* [WHAT TO WORK ON] For this exercise, please find the lines in the entries that include the word "visibility" and copy them.

* [DATA PROVIDED]
┌────────
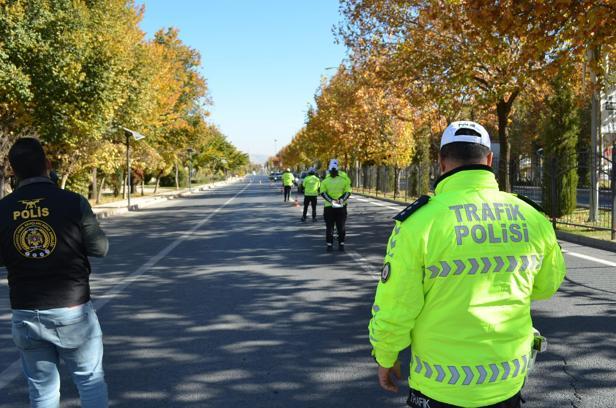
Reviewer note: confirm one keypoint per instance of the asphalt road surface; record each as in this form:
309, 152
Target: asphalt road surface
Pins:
224, 299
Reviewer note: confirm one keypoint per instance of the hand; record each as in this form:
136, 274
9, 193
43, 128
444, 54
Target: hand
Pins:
385, 379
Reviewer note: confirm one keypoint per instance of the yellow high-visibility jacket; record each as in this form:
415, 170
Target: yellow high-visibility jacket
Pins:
└────────
* [ANSWER BOX]
Reviewer note: confirm one keypoint per instance of the yellow high-visibility jacket; record each as in this form:
Target: yellow high-visibility jacket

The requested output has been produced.